2014-09-24 11:29 Global Times Web Editor: Qian Ruisha
Walkers settle down to lunch, with one participant taking the opportunity to strum his guitar. Photo: Li Hao/GT

Walkers settle down to lunch, with one participant taking the opportunity to strum his guitar. Photo: Li Hao/GT

"We are interested in people with HIV getting good care and treatment," he said.

Shepard said he had participated in similar events in the US.

"Only this one happens at the Great Wall. This one is more strenuous," he laughed.

The power of hugs

Along the Great Wall, the marchers stopped to mingle, take photographs and exchange hugs with tourists who just happened to be visiting the historical site. Tourists were told that it was completely safe to hug and kiss a HIV/AIDS infected person.

One of the tourists who was happy to share a hug was Cedric Fang, 24, who works in the IT industry.

"I don't know much about AIDS. I don't know about its routes of transmission actually," he said. "But I trust that the people here care about other people's well-being."

The act of hugging someone who is infected with HIV/AIDS is seen as a symbolic gesture of inclusiveness, against the discrimination that many HIV/AIDS people face. At the same time, it dispels the myth that HIV/AIDS can be transmitted through mere physical contact.

"Usually, people are only motivated to learn about something when the need arises," said Fang. "So I think it's great that these events can help people to learn about the importance of such information."

HIV/AIDS is primarily transmitted via unprotected sexual intercourse, contaminated blood transfusion or hypodermic needles. It cannot be transmitted through the sharing of food or water, or through bodily fluids like saliva or tears.

────────────────────

BRIEF 1. In the article on the Great Wall AIDS walk, what industry does Cedric Fang work in?
BRIEF 2. Please continue the article on the Great Wall AIDS walk, picking up after its final sentence.

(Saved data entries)
────────────────────

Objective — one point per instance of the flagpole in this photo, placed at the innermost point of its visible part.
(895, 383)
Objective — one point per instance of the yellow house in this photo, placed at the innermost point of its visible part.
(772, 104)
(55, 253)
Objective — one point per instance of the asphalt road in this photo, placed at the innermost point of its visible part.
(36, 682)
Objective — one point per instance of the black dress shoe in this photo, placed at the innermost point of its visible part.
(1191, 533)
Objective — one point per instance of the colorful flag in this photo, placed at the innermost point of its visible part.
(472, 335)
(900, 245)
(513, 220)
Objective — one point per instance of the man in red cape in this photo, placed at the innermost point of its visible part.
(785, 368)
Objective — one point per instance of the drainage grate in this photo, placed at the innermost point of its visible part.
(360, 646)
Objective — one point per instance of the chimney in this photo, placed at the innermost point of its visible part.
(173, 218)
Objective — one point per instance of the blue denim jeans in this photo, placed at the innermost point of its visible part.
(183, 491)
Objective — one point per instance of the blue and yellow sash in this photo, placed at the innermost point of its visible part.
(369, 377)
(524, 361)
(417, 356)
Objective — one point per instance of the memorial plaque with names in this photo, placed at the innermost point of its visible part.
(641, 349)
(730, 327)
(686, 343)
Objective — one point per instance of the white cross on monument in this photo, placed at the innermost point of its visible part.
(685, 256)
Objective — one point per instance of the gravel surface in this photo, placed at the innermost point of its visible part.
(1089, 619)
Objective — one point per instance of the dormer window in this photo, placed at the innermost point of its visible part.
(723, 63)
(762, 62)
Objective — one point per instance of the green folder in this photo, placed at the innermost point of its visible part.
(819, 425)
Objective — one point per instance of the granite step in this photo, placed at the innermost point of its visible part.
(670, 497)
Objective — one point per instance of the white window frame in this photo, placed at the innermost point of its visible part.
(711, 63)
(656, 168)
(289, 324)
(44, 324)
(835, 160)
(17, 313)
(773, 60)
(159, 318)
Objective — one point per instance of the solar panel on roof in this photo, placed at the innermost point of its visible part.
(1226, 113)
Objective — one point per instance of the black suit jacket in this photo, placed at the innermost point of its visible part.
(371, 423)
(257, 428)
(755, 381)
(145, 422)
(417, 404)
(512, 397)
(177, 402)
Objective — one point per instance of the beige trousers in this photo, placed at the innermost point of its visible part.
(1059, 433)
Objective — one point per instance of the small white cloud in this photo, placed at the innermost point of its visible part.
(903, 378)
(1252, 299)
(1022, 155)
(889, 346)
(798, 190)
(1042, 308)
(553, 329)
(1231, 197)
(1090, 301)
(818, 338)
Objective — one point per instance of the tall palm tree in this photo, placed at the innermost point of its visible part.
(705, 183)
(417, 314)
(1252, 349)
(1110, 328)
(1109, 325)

────────────────────

EXERCISE OUTPUT 1. He works in the IT industry.

EXERCISE OUTPUT 2.
The right to be happy

"Oftentimes, HIV-infected people look down on themselves," said Zhang Jinrong, who openly shares the fact that he is HIV positive.

Zhang is the founder of Rainbow China, a Hong Kong-based organization that is committed to educating the public about HIV/AIDS as well as advocating for equal rights for the LGBT community.

"It's not just that other people look at them differently - they set limits on themselves," said Zhang.

Zhang said many people who had been diagnosed with HIV/AIDS kept the information to themselves, for fear that their family members or friends would look harshly on them, or even disown them.

He said that events like the China AIDS Walk were invaluable in helping HIV/AIDS-infected people to view themselves in a more positive light.

"I've found if one person has enough self-esteem to live confidently and positively, it has an impact on other people's attitudes towards him or her," said Zhang. "I seldom ever meet people who will avoid me [just because I am HIV positive]."

The youngest participant on the China AIDS Walk was a 6-year-old girl, named Miaomiao (pseudonym). She did not hold any of the social prejudices about HIV/AIDS that make such events so necessary, and had no qualms about hugging Zhang.

"Although I don't know what AIDS is, I know that people who are sick shouldn't be treated badly," said Miaomiao. "They should be allowed to live happily too."